▶ _TO DO_:
(1) In the portrait descriptions, reproduce the passage from "WILLIAM Herbert , third" to "a handsome man.", substituting "scarlet" for "purple".
(2) Using the portrait descriptions, answer yes or no to each statement and quote the exact words that decide it. (a) Henry VI is shown with his hands clasped. (b) The portraits of the second Earl of Salisbury and his son are by Vertue. (c) The second Earl of Salisbury died in 1668 at the age of 78.
(3) Write the next part of the portrait descriptions, picking up after their final sentence.

WILLIAM, second Earl of Salisbury , in black, with long hair, a star on his cloak, and a dog by him. He was captain of the band of gentlemen pensioners to Charles I. privy-counsellor and ambassador extraordinary to the court of France . He was one of those characters who preferred his own safety, to all other considerations. He had been in two reigns so supple a courtier, as to overact every thing he was required to do; no stretch of power was ever proposed, which he did not advance and execute with the utmost tyranny; but oh the first appearance of danger he deserted his royal master, fled to the parlement, and subscribed an engagement to be true to his new party, to whom he passively adhered: and on the usurpation, condescended to be a member in Cromwell's parlement. He ended his inglorious life in 1668, aged 78. This portrait and that of his son Charles , Viscount Cranbourn , who died in his father's life-time, are both by Lely .20

HENRY VI. onboard, in a close black cap; blue body, black sleeves ermine, rich chain: a meagre, meek, devout figure with his hands clasped. There is another picture of this prince at Kensington , from which Vertue made a print.

WILLIAM Herbert , third Earl of Pembroke , in a black dress, sitting: has a blue ribbon and purple hose.

RICHARD III. represented with three rings; one of which he is taking off or putting on his little finger. His countenance discredits the relation of his having been a handsome man.

▶ _PROVIDED RECORDS_:

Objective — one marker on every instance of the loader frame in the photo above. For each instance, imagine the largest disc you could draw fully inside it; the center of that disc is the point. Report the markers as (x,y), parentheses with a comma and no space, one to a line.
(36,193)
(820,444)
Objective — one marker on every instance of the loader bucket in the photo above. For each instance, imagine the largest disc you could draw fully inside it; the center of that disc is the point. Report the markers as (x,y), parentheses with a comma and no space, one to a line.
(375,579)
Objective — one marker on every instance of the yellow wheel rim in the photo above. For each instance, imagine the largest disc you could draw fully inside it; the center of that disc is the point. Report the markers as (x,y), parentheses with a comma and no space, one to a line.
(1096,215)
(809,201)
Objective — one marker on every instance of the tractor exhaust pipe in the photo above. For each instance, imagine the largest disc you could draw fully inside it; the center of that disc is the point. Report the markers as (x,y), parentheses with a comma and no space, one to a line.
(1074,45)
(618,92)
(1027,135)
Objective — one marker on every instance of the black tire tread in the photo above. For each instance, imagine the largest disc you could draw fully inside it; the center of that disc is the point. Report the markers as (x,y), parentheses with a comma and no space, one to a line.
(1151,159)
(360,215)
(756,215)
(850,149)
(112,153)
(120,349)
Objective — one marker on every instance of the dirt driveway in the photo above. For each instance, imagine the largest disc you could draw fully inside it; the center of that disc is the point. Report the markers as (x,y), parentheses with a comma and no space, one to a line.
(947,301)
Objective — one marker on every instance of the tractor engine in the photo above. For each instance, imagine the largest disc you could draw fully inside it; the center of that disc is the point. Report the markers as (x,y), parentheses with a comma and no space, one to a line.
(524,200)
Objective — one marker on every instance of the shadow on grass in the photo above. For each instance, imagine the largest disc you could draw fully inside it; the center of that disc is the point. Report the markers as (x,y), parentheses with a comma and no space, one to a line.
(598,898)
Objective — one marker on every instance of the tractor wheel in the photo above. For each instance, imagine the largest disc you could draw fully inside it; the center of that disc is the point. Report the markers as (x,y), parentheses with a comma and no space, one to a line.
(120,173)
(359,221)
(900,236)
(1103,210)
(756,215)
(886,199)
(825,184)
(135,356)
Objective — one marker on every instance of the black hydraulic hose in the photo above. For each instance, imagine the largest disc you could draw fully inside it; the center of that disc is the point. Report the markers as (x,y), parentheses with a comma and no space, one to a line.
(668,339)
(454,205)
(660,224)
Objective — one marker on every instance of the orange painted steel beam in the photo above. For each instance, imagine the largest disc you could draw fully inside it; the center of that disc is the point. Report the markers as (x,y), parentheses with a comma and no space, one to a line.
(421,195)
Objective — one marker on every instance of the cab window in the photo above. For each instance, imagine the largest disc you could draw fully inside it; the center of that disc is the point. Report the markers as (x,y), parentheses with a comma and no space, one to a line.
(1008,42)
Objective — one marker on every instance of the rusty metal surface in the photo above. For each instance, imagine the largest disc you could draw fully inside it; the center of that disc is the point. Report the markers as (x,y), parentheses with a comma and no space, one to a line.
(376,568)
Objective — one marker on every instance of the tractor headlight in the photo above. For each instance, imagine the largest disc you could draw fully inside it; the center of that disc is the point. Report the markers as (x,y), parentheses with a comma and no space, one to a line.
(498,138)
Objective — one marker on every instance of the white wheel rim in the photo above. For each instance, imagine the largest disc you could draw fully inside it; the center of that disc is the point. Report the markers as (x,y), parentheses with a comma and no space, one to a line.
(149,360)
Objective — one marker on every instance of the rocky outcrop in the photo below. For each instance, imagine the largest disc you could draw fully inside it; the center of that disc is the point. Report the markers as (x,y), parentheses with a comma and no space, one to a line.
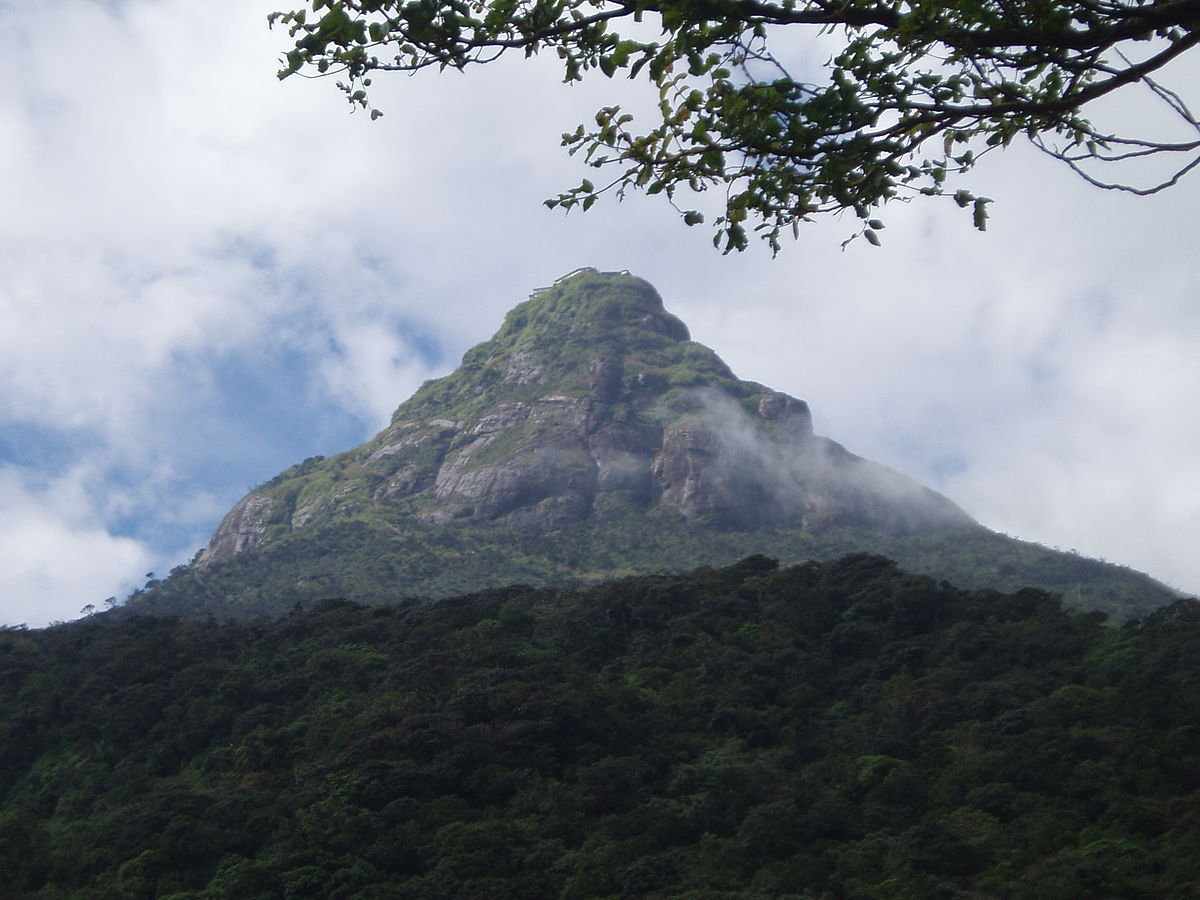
(243,528)
(592,390)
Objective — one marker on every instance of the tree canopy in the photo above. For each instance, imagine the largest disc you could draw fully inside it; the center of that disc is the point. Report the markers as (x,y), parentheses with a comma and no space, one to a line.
(911,93)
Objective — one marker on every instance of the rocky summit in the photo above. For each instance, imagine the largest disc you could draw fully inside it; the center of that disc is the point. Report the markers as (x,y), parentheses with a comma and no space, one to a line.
(591,395)
(591,438)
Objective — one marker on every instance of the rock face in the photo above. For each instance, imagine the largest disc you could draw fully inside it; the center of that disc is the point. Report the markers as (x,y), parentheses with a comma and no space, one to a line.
(591,396)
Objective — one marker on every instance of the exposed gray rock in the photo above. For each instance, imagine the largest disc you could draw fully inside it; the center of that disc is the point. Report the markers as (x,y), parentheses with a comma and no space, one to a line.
(243,528)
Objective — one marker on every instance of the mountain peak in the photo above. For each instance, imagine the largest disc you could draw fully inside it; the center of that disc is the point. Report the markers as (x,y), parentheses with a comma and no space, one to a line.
(589,400)
(587,304)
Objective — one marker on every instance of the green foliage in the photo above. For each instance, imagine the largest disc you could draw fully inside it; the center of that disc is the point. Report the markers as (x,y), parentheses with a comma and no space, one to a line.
(829,730)
(371,561)
(912,93)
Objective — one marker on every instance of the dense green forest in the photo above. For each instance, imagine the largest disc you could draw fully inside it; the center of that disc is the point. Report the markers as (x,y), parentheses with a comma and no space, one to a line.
(376,563)
(833,730)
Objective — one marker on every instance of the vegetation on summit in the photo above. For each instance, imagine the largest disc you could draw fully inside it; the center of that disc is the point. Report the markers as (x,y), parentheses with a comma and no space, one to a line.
(911,94)
(831,730)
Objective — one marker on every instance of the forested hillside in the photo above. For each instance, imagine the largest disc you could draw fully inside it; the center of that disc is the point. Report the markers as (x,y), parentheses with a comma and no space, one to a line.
(835,730)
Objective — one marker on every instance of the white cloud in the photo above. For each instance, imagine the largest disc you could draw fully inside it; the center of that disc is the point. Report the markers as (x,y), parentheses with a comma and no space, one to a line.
(55,555)
(177,222)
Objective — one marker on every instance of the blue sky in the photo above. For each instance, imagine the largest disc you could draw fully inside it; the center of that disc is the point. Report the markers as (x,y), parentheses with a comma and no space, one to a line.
(207,275)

▶ _RESULTS OF THE TASKS_:
(1)
WILLIAM Herbert , third Earl of Pembroke , in a black dress, sitting: has a blue ribbon and scarlet hose.

RICHARD III. represented with three rings; one of which he is taking off or putting on his little finger. His countenance discredits the relation of his having been a handsome man.

(2)
(a) Yes: "a meagre, meek, devout figure with his hands clasped."
(b) No: "are both by Lely."
(c) Yes: "He ended his inglorious life in 1668, aged 78."

(3)
HENRY VIII. in a gold vest, by Mabuse .

FAIR Rosamond , and her bowl: fictitious as to the painting.

THE head of Laura , in a furred robe with red sleeves, reading La Belle Laure , the celebrated object of love with the virtuous and elegant Petrarch , for the space of twenty one years before, and twenty six after her death; for he first saw her on April 6th 1327. She devoted herself to religion, and persuaded him to do the same. Laura died in the convent of the Cordeliers , in Avignon, April 6th, 1348: he in 1374, in Italy , his native country, to which he had retired, after the loss of the object of his affection. Her age was probably about 40, his 70; both of them became the subject of the finest pens for centuries after their death. Francis I. celebrates her memory in a beautiful epitaph. The tender and amorous Earl of Surrey made them the subjects of two sonnets he modestly yields the palm to Petrarch , but denies the superiority of beauty in Laura , in preference to his mistress, the fair Geraldine . The inscription on this picture is,

Laura fui; viridem Raphael fecit, atque Petrarcha .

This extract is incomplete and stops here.